DIRECTIONS: Reproduce every line of the data below word for word, with no changes.

DATASET RECORDS:
────────
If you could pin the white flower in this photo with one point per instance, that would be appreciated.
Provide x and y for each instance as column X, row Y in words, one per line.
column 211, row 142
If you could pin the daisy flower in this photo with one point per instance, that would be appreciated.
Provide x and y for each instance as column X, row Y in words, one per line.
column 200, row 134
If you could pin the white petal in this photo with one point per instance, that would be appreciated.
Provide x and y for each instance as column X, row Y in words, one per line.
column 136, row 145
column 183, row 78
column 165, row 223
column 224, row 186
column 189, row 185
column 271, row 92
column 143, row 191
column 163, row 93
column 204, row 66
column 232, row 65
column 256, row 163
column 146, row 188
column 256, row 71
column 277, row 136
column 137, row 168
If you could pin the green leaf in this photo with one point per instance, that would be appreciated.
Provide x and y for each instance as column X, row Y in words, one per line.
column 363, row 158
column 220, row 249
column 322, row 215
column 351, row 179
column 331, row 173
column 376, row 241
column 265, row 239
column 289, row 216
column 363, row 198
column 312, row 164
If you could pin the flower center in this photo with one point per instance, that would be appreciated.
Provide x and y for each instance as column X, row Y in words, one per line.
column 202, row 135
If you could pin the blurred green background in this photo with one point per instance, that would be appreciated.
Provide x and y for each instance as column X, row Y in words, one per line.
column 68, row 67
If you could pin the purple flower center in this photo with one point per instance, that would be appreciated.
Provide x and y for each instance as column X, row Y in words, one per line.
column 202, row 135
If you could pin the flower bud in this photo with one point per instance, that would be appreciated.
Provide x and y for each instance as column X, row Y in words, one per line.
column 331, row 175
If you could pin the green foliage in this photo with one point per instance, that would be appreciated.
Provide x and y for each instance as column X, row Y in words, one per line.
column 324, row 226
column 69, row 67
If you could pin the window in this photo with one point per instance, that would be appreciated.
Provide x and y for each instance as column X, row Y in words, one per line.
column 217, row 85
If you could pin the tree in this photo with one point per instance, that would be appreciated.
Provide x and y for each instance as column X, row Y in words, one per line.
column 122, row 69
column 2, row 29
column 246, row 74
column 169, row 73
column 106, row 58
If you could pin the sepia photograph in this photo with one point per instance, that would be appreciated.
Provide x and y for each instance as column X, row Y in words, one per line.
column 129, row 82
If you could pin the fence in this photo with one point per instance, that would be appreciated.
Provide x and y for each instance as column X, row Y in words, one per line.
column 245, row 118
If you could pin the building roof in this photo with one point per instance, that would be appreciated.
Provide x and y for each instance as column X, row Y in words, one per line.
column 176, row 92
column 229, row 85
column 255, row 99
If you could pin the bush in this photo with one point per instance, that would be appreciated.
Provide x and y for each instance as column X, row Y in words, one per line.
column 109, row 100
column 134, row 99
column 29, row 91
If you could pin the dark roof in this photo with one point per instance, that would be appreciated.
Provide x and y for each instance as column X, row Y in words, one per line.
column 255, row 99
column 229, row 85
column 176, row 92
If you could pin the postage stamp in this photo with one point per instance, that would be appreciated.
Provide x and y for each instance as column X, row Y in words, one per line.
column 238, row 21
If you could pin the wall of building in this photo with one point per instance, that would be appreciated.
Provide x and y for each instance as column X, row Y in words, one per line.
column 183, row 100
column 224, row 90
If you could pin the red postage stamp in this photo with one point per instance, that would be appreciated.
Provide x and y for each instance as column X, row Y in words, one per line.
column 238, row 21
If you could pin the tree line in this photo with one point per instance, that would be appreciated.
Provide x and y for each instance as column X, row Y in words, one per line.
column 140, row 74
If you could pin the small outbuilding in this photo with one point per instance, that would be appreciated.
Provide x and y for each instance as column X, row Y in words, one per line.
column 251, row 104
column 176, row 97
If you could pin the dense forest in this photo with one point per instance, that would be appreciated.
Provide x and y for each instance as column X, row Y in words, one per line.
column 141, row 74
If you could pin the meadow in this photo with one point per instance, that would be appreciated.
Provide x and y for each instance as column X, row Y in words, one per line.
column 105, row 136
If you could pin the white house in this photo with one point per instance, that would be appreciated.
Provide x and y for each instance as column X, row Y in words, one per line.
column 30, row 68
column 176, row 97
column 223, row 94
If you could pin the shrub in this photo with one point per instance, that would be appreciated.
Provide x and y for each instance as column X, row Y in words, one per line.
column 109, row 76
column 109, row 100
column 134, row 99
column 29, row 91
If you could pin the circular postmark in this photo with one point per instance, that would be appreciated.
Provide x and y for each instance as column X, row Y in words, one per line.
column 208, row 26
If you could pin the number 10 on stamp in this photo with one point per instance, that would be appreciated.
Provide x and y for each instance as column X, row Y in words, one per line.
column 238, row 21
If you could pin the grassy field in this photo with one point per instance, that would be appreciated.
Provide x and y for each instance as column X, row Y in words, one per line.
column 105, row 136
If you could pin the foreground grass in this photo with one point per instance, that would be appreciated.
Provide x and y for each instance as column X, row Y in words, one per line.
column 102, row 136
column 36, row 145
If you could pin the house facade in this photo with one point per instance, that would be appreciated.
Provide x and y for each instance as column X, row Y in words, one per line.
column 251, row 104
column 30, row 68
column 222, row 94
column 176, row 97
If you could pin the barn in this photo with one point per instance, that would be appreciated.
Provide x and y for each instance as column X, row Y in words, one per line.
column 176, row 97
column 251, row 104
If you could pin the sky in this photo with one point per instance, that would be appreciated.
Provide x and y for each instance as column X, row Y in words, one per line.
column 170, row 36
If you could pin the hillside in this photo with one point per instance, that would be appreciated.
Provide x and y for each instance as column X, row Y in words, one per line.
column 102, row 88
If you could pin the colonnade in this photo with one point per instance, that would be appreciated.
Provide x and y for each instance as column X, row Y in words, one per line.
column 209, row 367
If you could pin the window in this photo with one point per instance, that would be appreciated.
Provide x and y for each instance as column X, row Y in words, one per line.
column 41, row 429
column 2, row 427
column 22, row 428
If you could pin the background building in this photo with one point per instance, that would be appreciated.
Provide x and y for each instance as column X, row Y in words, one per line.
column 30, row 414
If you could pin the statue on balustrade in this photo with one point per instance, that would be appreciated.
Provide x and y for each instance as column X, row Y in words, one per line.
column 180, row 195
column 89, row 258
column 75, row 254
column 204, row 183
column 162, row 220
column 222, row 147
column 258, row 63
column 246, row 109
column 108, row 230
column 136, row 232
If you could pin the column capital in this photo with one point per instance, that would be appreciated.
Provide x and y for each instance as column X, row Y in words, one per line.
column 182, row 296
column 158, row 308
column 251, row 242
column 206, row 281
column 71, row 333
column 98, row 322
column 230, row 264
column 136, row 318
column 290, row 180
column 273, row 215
────────
SOLVED PROBLEM:
If you could pin the white flower in this photo with one point per instance, that would be appreciated.
Provide x and y for each instance as column X, row Y in words, one per line.
column 211, row 142
If you could pin the daisy flower in this photo with one point per instance, that would be appreciated.
Provide x and y for each instance as column X, row Y in words, one per line.
column 200, row 134
If you could pin the white petal in this photo with one point per instance, that would be appreciated.
Provide x and y for each instance as column X, row Y in words, one per line.
column 136, row 145
column 183, row 78
column 165, row 223
column 224, row 186
column 189, row 185
column 271, row 92
column 143, row 191
column 163, row 93
column 204, row 66
column 232, row 65
column 256, row 163
column 146, row 188
column 256, row 71
column 277, row 136
column 137, row 168
If you could pin the green leaf in this photo with one point per instance, that would be appreciated.
Provide x and y for each instance as column X, row Y in words, one per line.
column 363, row 158
column 220, row 249
column 322, row 215
column 351, row 179
column 331, row 173
column 376, row 241
column 265, row 239
column 289, row 216
column 363, row 198
column 312, row 164
If you could pin the flower center in this photo with one point per instance, that would be appreciated.
Provide x and y for each instance as column X, row Y in words, one per line.
column 202, row 135
If you could pin the blurred green background in this photo with one point per instance, that would be appreciated.
Provide x and y for each instance as column X, row Y in words, one per line.
column 68, row 67
If you could pin the purple flower center in this photo with one point per instance, that would be appreciated.
Provide x and y for each instance as column X, row Y in words, one per line.
column 202, row 135
If you could pin the flower bud in this photo with one point per instance, that would be appreciated.
Provide x and y for each instance as column X, row Y in words, one per line.
column 331, row 175
If you could pin the green foliage in this photo with one point per instance, that would be appreciated.
Provide x and y for each instance as column X, row Y in words, one per line.
column 324, row 226
column 69, row 67
If you could pin the window in this photo with one point per instance, that would be appreciated.
Provide x and y for each instance as column X, row Y in words, one per line.
column 217, row 85
If you could pin the tree in this photo with one point per instance, that would be appreciated.
Provide x and y for each instance as column X, row Y in words, one per line.
column 122, row 69
column 2, row 29
column 246, row 74
column 169, row 73
column 106, row 58
If you could pin the sepia photograph in this photo with one point per instance, that would be appreciated.
Provide x and y for each instance as column X, row Y in words, one per line.
column 129, row 82
If you could pin the fence in this photo with one point per instance, that would be appreciated.
Provide x and y for each instance as column X, row Y in words, one per line.
column 245, row 118
If you could pin the building roof in this photo with one point per instance, that would be appreciated.
Provide x and y for each instance as column X, row Y in words, one per line.
column 176, row 92
column 229, row 85
column 255, row 99
If you could pin the bush in this photo with one point per instance, that would be appreciated.
Provide x and y for each instance as column X, row Y in words, one per line.
column 109, row 100
column 134, row 99
column 29, row 91
If you could pin the dark roof in this photo with one point per instance, that would be appreciated.
Provide x and y for each instance as column X, row Y in words, one per line.
column 255, row 99
column 229, row 85
column 176, row 92
If you could pin the postage stamp in this photo with one point per instance, that would be appreciated.
Provide x and y for each instance as column X, row Y in words, one per line.
column 238, row 21
If you could pin the wall of building in this photo with one point per instance, that would be appreciated.
Provide x and y for each instance as column X, row Y in words, one per line.
column 183, row 100
column 224, row 90
If you could pin the red postage stamp in this photo with one point per instance, that would be appreciated.
Provide x and y for each instance as column X, row Y in words, one per line.
column 238, row 21
If you could pin the tree line in this photo with one point per instance, that would be appreciated.
Provide x and y for each instance as column X, row Y in words, one per line.
column 140, row 74
If you could pin the small outbuilding in this photo with one point per instance, that would be appreciated.
Provide x and y for each instance as column X, row Y in words, one per line.
column 251, row 104
column 176, row 97
If you could pin the dense forest in this photo with one point per instance, that would be appreciated.
Provide x and y for each instance as column X, row Y in words, one per line.
column 141, row 74
If you could pin the meadow in this photo with one point per instance, that would be appreciated.
Provide x and y for each instance as column X, row Y in words, one per line.
column 105, row 136
If you could pin the white house in this photo with one point per instance, that would be appreciated.
Provide x and y for each instance as column X, row Y in words, one per line.
column 30, row 68
column 176, row 97
column 223, row 94
If you could pin the shrub in this photo with one point per instance, that would be appreciated.
Provide x and y for each instance as column X, row Y in words, one per line.
column 109, row 76
column 109, row 100
column 134, row 99
column 29, row 91
If you could pin the circular postmark in this photo with one point per instance, that would be appreciated.
Provide x and y for each instance as column X, row Y in words, one per line.
column 208, row 26
If you could pin the number 10 on stamp in this photo with one point per instance, that would be appreciated.
Provide x and y for each instance as column X, row Y in words, one per line.
column 238, row 21
If you could pin the grassy field in this photo with one point per instance, that would be appreciated.
Provide x and y for each instance as column X, row Y in words, one per line.
column 105, row 136
If you could pin the foreground grass in this photo with one point per instance, that would be appreciated.
Provide x and y for each instance as column X, row Y in words, one per line.
column 102, row 136
column 36, row 145
If you could pin the house facade in this photo with one point per instance, that would be appreciated.
Provide x and y for each instance as column X, row Y in words, one per line.
column 251, row 104
column 30, row 68
column 222, row 94
column 176, row 97
If you could pin the barn in this photo with one point per instance, that would be appreciated.
Provide x and y for each instance as column X, row Y in words, one per line.
column 176, row 97
column 251, row 104
If you could pin the sky in this photo with one point per instance, that would be appreciated.
Provide x and y for each instance as column X, row Y in words, one per line.
column 170, row 36
If you could pin the hillside in this photo with one point per instance, that would be appreciated.
Provide x and y for each instance as column X, row Y in words, one per line.
column 102, row 88
If you could pin the colonnade in this photo with one point per instance, that would be appreciated.
Provide x and y for each instance as column X, row Y in words, one per line.
column 209, row 367
If you could pin the window in this photo with one point per instance, that would be appreciated.
Provide x and y for each instance as column X, row Y in words, one per line.
column 41, row 429
column 2, row 427
column 22, row 428
If you could pin the background building in this photo with one point per instance, that would be appreciated.
Provide x and y for each instance as column X, row Y in words, one per line.
column 30, row 414
If you could pin the statue on balustrade in this photo with one point per instance, that would be appreciated.
Provide x and y for each instance as column X, row Y in words, one per line.
column 180, row 195
column 89, row 258
column 75, row 254
column 204, row 183
column 162, row 220
column 222, row 147
column 258, row 63
column 246, row 109
column 108, row 230
column 136, row 232
If you could pin the column capital in this photo with one point per instance, that would be appreciated.
Provide x and y for each instance as column X, row Y in words, one per line.
column 182, row 296
column 158, row 308
column 251, row 242
column 206, row 281
column 71, row 333
column 98, row 322
column 230, row 264
column 136, row 318
column 290, row 180
column 273, row 215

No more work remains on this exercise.